-- THE DATA follows --

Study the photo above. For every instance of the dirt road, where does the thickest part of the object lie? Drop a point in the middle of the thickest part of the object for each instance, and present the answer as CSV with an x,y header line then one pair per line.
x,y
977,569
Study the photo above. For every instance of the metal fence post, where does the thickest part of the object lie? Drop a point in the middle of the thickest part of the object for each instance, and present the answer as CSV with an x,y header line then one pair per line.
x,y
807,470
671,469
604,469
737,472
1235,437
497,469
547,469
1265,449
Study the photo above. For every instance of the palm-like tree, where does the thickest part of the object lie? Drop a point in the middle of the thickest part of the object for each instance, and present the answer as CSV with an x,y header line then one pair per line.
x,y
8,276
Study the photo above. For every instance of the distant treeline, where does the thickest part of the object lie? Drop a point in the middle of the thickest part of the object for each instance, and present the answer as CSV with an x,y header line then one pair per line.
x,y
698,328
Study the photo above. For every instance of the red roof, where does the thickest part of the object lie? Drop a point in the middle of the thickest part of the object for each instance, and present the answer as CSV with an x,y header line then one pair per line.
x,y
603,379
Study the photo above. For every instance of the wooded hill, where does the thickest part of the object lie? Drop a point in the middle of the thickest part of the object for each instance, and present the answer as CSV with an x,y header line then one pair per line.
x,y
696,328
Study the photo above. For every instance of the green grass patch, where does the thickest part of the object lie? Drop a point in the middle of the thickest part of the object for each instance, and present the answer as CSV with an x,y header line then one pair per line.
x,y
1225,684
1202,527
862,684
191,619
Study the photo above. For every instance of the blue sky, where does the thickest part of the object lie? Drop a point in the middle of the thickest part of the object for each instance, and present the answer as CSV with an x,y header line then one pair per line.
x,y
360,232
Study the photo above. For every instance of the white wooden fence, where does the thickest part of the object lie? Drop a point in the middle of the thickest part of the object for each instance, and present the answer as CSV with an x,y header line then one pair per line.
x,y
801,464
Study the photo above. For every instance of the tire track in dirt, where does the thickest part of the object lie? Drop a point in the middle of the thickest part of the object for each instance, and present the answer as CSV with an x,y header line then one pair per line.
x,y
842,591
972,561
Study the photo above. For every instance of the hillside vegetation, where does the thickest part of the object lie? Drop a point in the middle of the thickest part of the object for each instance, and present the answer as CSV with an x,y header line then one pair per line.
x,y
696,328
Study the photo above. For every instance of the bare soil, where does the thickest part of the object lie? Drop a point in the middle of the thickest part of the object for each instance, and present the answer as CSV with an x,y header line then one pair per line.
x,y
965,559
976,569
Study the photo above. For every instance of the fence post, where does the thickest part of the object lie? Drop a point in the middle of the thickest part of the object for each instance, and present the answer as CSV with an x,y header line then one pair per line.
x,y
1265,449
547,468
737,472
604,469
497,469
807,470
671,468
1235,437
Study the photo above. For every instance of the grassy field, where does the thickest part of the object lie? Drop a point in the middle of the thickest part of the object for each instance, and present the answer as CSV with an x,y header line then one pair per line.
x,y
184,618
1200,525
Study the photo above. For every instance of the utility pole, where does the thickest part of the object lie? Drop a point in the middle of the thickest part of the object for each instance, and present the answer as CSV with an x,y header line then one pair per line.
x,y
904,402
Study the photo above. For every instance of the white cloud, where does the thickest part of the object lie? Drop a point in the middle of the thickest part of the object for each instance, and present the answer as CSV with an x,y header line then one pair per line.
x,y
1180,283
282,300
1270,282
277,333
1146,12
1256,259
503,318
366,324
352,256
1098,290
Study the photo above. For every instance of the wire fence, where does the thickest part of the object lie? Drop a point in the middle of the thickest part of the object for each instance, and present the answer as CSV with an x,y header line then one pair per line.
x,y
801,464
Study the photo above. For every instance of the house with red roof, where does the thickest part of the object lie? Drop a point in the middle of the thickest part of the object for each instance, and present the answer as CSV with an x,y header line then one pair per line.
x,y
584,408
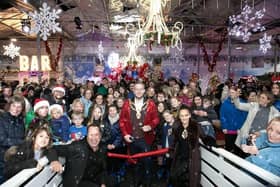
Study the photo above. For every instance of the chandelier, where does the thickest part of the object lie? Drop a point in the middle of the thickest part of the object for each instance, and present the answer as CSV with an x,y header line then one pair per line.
x,y
246,21
265,43
154,29
132,58
100,51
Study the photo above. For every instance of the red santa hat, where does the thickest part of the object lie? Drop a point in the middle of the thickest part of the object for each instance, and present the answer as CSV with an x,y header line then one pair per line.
x,y
59,88
57,107
40,103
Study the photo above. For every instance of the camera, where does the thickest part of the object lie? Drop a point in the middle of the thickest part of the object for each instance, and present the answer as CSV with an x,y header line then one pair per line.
x,y
249,140
132,138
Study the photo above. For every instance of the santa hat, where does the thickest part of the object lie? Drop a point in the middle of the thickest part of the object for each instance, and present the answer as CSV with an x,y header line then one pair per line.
x,y
40,103
59,89
57,107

-- THE DATA concluded --

### WORK REQUIRED
The copy you output must match the entries above exactly, except that it has no pictures.

### SOLUTION FOR THIS TASK
Study the photo above. For every instance of the dirt road, where does the thickest part of the object lie? Drop a point in the middle of the thickest part of the object for each instance, and present the answer as CSV with an x,y header line then one pair per line.
x,y
977,569
Study the photo above. For every instance of the metal fence post, where does the thickest part of the object lie? Drop a point in the middle of the thickest part of the object for each instance, and present the answer as CSV with an x,y header line then one pair per line.
x,y
807,470
671,469
604,469
737,472
1235,437
497,469
547,469
1265,449
Study the photo above. For every instance of the palm-like tree, where does the thickest part of the object lie? Drop a point in the middle of the thickest part of the object for each instance, and present the answer as CSV with an x,y header line then one pair per line.
x,y
8,276
Study the photo above. For every instance of the distant treeline, where does the thickest part of the object lie? Drop a point in the middle of the thickest part of the object for each instance, and present the answer as CSV with an x,y header line then one pair per line.
x,y
698,328
Study the photo above. For every instance of the red roof, where does the thickest part of the object lie? Drop a point in the middle of the thickest part of the object for each instance, and present the answer as CSV with an x,y header line then one pair per line.
x,y
603,379
Study the photo above. For every instance of the wooded hill, where does the thickest part of the object lie? Drop a point in the middle of the thickest part of the object for each instance, and present the answer as CSV with an x,y header line then one pair per line.
x,y
696,328
Study the photo above. For every instance of the green grass patch, where does the thickest part of the object lie? Drop a point in the middle of the thickest part of the object for each instance, and present the answer as CSV with an x,y header line then one pair per line.
x,y
1225,684
1202,527
862,684
191,619
Study the photo above. For every instance of the blue sky, where does the thickest part of the object lie? Drop a point in the middle of the thickest part of the object for each instance, and present the answer as CSV with an x,y header line then one pair per line.
x,y
360,232
Study the photo above. For every instance of the white wooden fence, where does the thickest part of the object lie? Drop a point in the middle of the thickest part of the object for each instance, and present the answer as CSV with an x,y header line then one pair per line.
x,y
801,464
Study the photo above. For every instance of the tire track in dirt, where does the thickest part of the object lie? Drop a point in the middle of the thickest part of the object for each instance, and present the answer as CSV with an x,y header line then one pair per line.
x,y
842,591
972,561
Study the photo above. For every instance of the hillside vegetation, where does the thickest part of the object lie? Drop a point in the middle of the thickest part of the object for each instance, and present the answer as CSV with an x,y header line then one pair per line.
x,y
696,328
Study the photo above. For every instance of the bare soil, where does the thickest part of the object lie? Drop a point in the middle of the thickest part of the object for each instance, and present the answer as CSV with an x,y header line then one pair per line.
x,y
965,559
976,569
Study the photo above. For every instance of the fence post, where does the thickest part of the object lie? Drop a point in the middle of the thickest part of the object for each instance, and present the answer as CSV with an x,y header line then one pair per line.
x,y
1265,449
547,468
737,472
604,469
497,469
807,470
671,468
1235,437
Study the photo above. For every instance of the grassy field, where does the thickest part of the object lie? Drop a point in the middle of the thickest part of the object for each instance, and present the answer as CSV with an x,y header line then one pair per line.
x,y
184,618
1200,525
Study the photo above. For every instance of the utility pole, where does the thickest part of the object lie? Drop a point in the middle of the thickest part of the object for each instance, and present the answer as CSV with an x,y header line then one pair per line.
x,y
904,402
Study the photo above. For every instance of the white cloud, where does the thickest part of the object lie? Drop a point in the middle of the thickest part of the object for each instance, and present the answer as CSV with an x,y header line then one pair per line.
x,y
1180,283
282,300
1270,282
277,333
1146,12
1256,259
503,318
366,324
352,256
1098,290
Study the photo above. For every instance of the wire fence, where does the thickest part of the object lie? Drop a point in the middle of the thickest part of the object for each instance, and present the answer as CSV with an x,y header line then one pair per line.
x,y
801,464
Study the photo above. For every instance of the house with red roof, where does the thickest part of the object lie? Drop a point in the middle of the thickest part of the object for each instance, and present the answer as CSV with an x,y header line then one pair per line.
x,y
584,408
Study the photo above. For every instance of the chandelier, where does the thickest part of the object lie? Drop a point in the middle of the thickest part of the object for each instance, and present the answer as CSV with an x,y header line then one pair per line.
x,y
246,21
265,43
154,29
132,58
100,51
Study the photo above. For every instance of the red santa hat, where does the thickest part of the object lie? Drop a point in the middle of the thickest part of the object for each instance, and present the answer as CSV with an x,y header line then one pair per line.
x,y
59,88
57,107
40,103
Study the photo above. For every instance of the camera, where does the thickest part of the object lie? Drop a point in the middle of the thickest part of the object for each instance, and present the answer as CSV with an x,y header line then one pair per line.
x,y
249,140
132,138
Study the photo above. For every instance of the santa hat, where does the thickest part of the object lie? Drop a point in the middle of the thickest part of the object for each instance, and present the answer as CSV with an x,y header line then one pair per line.
x,y
40,103
59,89
57,107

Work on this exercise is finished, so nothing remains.